Excerpted data:
·····
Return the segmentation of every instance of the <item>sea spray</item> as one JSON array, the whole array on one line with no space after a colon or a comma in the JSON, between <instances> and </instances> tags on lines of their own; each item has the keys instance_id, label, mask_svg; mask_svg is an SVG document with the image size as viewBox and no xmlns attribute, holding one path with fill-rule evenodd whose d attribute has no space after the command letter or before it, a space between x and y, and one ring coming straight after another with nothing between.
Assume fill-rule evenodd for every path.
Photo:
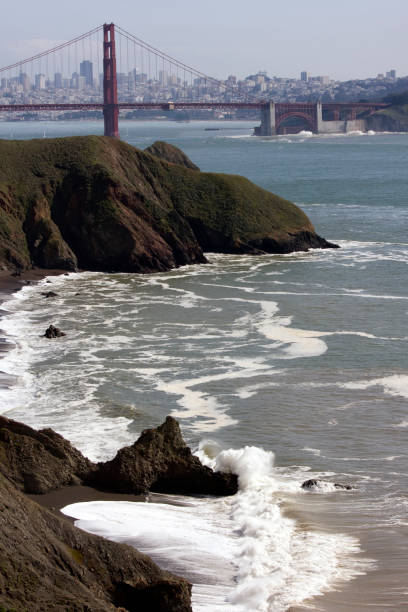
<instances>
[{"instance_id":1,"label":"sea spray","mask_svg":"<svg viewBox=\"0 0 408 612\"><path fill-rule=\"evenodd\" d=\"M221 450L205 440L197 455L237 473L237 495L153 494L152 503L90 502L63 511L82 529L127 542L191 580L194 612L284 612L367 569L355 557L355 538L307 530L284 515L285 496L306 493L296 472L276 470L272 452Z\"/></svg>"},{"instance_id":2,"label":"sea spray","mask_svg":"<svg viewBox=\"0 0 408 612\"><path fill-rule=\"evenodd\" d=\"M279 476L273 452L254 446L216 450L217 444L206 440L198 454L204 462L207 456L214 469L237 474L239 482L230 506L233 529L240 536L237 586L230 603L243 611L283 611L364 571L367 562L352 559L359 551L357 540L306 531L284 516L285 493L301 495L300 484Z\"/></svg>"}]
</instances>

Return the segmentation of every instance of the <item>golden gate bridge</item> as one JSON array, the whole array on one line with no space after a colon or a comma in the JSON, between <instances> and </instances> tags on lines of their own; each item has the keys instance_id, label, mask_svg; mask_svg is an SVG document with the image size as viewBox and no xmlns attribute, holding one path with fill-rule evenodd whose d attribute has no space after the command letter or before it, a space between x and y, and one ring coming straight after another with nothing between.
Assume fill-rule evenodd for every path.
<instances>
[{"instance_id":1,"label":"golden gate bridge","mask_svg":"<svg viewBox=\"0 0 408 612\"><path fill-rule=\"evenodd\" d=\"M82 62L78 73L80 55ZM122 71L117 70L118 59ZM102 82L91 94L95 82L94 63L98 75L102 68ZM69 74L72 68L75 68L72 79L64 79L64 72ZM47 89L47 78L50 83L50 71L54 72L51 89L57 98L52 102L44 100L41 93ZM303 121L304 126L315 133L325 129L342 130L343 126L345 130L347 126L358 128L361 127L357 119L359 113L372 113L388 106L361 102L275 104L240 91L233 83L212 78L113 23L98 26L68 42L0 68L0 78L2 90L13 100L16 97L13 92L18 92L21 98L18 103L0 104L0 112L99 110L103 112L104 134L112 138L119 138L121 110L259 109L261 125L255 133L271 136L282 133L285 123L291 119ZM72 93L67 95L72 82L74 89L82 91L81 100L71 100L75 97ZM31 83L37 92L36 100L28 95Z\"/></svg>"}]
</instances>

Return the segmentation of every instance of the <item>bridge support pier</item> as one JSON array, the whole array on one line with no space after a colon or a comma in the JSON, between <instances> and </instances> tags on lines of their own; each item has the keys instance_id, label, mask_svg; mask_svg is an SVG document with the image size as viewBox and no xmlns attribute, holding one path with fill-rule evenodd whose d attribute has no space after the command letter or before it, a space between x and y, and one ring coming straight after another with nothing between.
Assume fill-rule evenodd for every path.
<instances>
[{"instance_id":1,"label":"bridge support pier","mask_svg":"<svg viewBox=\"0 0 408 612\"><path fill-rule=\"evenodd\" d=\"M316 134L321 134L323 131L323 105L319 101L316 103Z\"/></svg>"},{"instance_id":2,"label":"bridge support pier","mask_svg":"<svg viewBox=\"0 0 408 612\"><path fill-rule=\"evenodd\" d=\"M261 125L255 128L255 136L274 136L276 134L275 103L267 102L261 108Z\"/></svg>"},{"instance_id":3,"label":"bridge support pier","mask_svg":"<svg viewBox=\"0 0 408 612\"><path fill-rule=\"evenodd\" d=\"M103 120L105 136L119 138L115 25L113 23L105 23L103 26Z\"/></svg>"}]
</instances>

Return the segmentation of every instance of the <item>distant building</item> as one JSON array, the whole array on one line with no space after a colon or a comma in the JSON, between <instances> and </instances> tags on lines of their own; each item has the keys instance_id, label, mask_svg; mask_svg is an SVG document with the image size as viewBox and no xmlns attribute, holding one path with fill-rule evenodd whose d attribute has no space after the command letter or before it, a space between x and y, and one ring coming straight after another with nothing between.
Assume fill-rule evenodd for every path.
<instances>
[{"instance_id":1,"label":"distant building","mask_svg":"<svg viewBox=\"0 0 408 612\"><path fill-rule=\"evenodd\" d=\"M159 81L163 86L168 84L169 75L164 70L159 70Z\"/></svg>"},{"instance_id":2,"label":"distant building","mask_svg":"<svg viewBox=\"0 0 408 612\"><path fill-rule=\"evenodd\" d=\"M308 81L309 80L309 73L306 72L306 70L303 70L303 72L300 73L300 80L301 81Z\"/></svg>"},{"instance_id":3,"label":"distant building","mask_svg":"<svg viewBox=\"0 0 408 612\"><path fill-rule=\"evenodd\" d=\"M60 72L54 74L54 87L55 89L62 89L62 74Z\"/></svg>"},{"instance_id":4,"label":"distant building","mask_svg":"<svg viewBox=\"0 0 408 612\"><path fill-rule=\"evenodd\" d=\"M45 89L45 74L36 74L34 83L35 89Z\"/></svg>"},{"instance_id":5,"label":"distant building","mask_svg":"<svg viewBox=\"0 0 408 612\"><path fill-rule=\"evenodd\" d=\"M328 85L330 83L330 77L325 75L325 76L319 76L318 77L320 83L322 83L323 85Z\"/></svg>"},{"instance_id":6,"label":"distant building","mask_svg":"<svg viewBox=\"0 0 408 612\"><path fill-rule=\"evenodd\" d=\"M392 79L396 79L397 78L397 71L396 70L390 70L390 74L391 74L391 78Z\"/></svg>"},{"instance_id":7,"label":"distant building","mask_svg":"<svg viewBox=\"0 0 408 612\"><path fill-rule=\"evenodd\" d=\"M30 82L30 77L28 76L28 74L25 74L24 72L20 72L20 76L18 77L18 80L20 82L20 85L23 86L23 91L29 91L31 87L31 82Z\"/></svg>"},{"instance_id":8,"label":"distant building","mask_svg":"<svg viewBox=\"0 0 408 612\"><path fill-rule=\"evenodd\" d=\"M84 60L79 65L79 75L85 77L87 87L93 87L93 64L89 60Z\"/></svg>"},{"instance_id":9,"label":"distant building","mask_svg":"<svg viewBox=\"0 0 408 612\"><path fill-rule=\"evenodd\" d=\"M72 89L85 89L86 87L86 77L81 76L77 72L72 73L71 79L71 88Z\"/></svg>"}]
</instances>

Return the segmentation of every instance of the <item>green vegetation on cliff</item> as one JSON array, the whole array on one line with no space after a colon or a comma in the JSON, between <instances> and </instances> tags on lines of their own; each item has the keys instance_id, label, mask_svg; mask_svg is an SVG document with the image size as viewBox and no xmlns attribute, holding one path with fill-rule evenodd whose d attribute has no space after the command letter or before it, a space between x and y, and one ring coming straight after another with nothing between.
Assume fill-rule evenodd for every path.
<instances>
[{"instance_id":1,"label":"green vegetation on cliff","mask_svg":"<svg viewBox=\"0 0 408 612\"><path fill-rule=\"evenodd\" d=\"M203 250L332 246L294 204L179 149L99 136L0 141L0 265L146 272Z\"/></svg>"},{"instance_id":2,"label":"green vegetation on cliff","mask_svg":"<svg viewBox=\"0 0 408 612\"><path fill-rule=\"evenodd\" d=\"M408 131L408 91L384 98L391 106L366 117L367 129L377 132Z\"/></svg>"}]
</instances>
·····
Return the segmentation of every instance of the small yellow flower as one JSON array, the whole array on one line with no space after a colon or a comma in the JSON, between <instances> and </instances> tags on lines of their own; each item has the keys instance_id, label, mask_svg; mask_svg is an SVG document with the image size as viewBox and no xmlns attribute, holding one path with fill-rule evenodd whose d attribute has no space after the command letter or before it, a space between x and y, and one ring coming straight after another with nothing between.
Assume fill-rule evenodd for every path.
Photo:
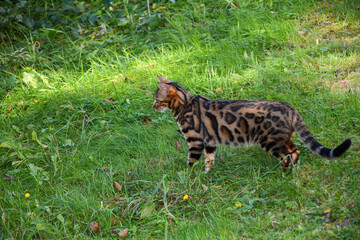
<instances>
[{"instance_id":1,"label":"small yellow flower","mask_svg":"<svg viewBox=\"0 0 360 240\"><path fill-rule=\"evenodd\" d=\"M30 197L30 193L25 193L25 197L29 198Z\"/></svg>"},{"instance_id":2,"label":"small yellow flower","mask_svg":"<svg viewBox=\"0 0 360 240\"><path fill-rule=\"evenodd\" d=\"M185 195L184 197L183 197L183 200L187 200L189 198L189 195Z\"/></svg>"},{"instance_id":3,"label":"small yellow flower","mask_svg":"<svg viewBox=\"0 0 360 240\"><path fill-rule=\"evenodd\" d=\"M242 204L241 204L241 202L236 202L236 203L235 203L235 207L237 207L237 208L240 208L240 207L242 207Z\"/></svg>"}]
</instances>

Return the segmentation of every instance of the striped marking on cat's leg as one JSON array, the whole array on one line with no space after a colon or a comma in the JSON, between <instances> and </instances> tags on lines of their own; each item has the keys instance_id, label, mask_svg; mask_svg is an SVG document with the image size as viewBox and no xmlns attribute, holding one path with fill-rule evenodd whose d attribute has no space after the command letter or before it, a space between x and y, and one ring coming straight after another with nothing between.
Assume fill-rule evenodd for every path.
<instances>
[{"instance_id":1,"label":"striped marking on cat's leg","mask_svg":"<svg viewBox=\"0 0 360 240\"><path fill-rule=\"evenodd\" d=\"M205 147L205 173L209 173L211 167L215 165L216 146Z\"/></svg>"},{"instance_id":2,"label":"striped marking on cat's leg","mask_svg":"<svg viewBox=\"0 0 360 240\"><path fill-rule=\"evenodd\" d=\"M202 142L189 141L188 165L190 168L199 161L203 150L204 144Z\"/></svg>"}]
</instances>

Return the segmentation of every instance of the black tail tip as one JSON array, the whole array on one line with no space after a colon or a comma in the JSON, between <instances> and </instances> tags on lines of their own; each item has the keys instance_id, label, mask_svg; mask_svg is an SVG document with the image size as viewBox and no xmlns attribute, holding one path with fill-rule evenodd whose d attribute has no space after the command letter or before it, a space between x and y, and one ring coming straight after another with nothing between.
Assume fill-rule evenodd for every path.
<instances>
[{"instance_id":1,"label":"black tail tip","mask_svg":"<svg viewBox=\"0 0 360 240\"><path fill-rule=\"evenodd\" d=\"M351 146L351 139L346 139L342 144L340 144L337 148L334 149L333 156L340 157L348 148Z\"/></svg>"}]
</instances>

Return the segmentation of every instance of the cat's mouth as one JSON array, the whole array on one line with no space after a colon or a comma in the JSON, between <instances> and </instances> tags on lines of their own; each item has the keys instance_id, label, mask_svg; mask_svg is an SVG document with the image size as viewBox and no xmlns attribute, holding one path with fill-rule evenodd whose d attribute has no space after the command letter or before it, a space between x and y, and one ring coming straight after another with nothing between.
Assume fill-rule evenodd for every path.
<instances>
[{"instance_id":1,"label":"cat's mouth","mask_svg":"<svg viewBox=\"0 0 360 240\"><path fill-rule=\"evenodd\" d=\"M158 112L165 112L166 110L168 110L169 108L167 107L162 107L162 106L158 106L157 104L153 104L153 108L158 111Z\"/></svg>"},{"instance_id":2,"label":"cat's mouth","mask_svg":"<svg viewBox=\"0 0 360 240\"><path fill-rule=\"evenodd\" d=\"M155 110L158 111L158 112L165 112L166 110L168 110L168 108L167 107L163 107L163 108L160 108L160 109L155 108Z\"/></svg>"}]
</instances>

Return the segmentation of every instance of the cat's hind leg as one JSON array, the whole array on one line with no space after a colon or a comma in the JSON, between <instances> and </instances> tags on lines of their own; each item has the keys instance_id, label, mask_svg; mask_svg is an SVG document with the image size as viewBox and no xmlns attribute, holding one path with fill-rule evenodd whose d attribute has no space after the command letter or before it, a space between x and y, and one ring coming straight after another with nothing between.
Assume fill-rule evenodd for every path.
·····
Work required:
Reproduce, word for word and in full, only the lines above that start at the line with "Return the segmentation of every instance of the striped" and run through the line with "Return the segmentation of every instance of the black", both ends included.

Response:
Return the segmentation of every instance of the striped marking on cat's leg as one JSON array, the whole array on one line with no space after a colon or a comma in the JSON, between <instances> and </instances> tags on lines of their own; each item has the keys instance_id, label, mask_svg; mask_svg is an SVG document with the image size as viewBox and no xmlns attribute, holding one path with fill-rule evenodd whose d attribute has no space after the command letter or before it, a space between x and y, and one ring coming straight after another with nothing between.
Assume fill-rule evenodd for every path.
<instances>
[{"instance_id":1,"label":"striped marking on cat's leg","mask_svg":"<svg viewBox=\"0 0 360 240\"><path fill-rule=\"evenodd\" d=\"M205 147L205 173L209 173L211 167L215 165L216 146Z\"/></svg>"},{"instance_id":2,"label":"striped marking on cat's leg","mask_svg":"<svg viewBox=\"0 0 360 240\"><path fill-rule=\"evenodd\" d=\"M202 142L189 141L188 165L190 168L199 161L203 150L204 144Z\"/></svg>"}]
</instances>

Return the segmentation of every instance of the black tail tip as one JSON array, the whole array on one line with no space after a colon or a comma in the JSON, between <instances> and </instances> tags on lines of their own; each item has the keys instance_id, label, mask_svg; mask_svg is an SVG document with the image size as viewBox and no xmlns attribute, holding one path with fill-rule evenodd whose d attribute has no space after the command letter or before it, a space between x and y, and one ring coming straight after another with nothing between.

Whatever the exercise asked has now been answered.